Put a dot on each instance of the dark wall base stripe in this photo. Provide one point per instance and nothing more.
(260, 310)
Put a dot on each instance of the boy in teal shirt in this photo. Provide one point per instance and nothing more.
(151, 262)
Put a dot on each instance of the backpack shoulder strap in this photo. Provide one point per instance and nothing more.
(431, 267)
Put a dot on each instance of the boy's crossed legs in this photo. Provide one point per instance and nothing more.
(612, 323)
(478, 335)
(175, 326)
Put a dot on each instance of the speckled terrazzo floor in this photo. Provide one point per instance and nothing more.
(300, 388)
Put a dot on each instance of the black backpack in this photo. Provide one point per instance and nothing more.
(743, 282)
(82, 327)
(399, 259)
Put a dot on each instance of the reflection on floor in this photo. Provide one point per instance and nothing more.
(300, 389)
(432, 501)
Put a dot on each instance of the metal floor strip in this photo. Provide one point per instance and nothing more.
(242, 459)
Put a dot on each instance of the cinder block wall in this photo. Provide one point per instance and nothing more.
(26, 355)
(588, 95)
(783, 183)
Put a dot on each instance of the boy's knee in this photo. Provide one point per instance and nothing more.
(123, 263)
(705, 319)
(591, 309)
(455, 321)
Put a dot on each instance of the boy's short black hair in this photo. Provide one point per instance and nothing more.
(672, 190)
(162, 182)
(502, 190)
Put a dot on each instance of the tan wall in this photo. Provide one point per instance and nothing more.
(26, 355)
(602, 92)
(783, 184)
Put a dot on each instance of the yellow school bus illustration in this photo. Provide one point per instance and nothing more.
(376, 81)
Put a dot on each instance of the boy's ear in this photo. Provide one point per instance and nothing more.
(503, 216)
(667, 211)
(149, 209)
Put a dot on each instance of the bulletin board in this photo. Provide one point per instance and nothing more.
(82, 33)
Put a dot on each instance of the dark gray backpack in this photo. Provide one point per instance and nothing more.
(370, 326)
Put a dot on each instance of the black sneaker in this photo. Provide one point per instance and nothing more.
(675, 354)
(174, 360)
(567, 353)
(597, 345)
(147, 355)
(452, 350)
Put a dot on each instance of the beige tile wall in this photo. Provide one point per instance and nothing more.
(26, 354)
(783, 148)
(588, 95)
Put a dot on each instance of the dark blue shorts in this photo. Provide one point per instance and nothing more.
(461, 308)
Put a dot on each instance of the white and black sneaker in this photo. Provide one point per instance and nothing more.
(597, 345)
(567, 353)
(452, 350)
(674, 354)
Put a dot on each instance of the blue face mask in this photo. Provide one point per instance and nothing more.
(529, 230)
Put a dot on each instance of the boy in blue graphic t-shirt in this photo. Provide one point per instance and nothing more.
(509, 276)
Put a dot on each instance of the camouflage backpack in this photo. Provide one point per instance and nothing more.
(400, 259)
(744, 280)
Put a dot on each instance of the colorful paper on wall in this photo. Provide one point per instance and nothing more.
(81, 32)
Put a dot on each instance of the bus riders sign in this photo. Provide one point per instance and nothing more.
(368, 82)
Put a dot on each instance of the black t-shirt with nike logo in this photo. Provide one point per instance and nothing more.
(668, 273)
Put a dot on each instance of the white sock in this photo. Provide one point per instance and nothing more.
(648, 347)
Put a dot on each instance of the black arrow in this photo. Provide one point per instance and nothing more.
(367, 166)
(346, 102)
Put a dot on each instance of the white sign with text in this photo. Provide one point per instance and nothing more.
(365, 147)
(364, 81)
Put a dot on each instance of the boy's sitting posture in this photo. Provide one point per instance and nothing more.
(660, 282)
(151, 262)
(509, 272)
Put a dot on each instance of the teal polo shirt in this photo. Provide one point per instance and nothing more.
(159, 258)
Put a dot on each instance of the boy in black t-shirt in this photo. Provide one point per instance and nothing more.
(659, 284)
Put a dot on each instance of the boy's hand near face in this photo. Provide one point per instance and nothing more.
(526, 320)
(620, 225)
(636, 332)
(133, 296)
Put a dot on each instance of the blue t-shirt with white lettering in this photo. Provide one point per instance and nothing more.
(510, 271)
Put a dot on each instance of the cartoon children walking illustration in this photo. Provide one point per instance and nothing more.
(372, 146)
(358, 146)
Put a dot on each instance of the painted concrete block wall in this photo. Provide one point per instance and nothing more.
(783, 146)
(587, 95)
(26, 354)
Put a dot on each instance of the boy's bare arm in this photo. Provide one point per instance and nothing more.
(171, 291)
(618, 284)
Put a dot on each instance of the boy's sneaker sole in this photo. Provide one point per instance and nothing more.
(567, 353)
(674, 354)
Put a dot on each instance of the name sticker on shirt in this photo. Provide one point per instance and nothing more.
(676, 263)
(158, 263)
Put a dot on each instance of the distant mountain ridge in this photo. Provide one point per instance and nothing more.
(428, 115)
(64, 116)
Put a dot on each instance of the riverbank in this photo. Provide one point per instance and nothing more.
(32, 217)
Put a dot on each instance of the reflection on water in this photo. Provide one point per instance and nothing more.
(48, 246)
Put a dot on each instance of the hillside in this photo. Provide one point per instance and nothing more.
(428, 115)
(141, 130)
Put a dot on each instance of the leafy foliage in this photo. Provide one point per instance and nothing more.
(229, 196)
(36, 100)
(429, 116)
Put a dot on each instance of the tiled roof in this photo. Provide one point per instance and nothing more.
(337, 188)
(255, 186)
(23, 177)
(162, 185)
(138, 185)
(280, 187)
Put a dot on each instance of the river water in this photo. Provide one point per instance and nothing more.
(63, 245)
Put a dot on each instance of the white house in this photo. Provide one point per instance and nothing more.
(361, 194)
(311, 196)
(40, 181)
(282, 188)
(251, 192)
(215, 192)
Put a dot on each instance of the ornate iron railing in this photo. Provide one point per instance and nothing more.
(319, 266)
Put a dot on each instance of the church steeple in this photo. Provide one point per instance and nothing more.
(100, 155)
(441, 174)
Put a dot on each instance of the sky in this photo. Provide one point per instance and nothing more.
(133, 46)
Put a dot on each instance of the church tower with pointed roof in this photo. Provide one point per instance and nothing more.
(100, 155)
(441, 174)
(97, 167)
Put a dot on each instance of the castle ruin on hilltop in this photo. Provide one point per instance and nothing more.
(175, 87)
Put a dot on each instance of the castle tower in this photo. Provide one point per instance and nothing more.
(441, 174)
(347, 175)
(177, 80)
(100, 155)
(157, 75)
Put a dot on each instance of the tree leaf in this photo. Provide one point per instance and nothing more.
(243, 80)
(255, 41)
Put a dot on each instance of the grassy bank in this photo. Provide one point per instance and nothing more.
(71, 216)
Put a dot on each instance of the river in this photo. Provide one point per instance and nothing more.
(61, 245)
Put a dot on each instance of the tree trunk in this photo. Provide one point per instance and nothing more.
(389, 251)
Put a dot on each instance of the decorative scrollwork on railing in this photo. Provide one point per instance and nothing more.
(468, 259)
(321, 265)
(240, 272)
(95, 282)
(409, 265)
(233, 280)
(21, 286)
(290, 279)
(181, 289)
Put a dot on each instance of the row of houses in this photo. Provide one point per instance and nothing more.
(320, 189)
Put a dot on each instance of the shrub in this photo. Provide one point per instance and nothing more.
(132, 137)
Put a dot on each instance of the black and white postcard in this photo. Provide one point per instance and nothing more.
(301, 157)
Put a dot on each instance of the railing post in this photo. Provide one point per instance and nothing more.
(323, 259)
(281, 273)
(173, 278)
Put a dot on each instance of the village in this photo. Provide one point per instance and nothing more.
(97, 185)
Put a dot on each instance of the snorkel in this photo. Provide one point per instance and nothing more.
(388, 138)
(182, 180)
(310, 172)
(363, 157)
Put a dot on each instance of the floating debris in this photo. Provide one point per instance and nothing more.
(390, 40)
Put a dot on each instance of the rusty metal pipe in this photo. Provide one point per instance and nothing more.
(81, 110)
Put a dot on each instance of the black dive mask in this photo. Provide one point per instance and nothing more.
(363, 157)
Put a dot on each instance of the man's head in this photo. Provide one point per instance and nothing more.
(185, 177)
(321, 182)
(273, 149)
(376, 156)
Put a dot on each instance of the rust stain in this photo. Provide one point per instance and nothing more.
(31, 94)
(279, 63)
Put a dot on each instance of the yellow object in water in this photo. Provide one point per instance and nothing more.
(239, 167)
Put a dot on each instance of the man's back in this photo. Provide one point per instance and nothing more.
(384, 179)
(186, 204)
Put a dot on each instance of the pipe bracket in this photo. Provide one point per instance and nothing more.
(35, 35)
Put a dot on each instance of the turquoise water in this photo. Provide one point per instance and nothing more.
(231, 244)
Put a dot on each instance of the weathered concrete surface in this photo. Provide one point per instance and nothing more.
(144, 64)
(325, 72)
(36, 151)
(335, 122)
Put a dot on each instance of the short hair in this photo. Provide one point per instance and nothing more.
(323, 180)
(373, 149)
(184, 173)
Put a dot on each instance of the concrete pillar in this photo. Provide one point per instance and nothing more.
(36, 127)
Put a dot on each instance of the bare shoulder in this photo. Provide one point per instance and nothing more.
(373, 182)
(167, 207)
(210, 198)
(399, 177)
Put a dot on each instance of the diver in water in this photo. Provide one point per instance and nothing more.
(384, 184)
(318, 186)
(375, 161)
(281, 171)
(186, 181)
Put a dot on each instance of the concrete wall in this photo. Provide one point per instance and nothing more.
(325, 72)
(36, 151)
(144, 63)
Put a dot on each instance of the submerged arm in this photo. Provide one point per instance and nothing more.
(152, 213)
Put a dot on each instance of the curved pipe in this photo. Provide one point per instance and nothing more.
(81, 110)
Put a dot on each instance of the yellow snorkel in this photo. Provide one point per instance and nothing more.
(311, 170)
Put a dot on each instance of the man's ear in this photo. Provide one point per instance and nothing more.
□ □ □ □ □ □ □
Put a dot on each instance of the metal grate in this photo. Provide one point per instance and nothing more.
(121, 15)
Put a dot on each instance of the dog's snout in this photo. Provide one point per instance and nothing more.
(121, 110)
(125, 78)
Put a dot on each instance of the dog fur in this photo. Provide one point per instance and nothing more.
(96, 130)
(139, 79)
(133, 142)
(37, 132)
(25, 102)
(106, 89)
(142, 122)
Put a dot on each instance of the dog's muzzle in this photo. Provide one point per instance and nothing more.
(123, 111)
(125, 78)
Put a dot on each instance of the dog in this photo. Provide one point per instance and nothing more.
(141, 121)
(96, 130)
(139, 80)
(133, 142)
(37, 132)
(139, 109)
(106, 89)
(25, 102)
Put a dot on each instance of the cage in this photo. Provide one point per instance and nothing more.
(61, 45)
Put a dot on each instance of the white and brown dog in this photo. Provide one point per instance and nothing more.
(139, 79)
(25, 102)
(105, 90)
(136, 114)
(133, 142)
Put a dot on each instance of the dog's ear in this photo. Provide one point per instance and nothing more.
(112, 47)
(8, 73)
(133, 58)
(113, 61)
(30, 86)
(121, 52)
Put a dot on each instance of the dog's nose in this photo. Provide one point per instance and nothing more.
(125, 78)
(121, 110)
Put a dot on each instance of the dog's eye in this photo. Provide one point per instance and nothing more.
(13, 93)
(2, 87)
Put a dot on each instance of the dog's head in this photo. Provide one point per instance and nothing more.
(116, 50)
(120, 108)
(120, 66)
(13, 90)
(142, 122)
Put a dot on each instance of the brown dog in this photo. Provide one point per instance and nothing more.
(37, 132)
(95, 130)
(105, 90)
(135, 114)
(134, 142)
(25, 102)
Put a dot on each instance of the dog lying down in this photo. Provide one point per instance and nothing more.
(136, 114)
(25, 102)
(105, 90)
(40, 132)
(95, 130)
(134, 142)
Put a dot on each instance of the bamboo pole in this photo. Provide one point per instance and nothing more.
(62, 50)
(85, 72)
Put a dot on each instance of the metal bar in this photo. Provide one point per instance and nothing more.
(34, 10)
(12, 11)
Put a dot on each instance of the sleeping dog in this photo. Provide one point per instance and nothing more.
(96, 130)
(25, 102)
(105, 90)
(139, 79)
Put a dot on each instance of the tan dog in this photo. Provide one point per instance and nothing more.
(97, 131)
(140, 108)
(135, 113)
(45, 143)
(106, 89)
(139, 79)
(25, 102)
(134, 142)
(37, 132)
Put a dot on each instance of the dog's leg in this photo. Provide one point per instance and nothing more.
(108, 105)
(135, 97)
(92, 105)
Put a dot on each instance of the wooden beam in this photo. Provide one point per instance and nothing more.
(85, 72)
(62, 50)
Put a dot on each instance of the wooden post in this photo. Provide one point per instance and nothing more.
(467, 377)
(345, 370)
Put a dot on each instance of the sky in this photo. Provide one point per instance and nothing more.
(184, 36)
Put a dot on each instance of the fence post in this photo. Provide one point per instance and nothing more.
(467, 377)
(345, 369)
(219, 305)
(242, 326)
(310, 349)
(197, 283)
□ □ □ □ □ □ □
Select and copy each line above that contains the word "railing". Case counts.

Put a dot on each instance of the ornate iron railing in this photo. Provide one point per instance and nothing more.
Put a dot on each instance of the decorative scrollwork on railing in this photo. Provide one point per instance and nothing more.
Put a dot on each instance of the railing post in this photo. Provide one point per instance and nothing more.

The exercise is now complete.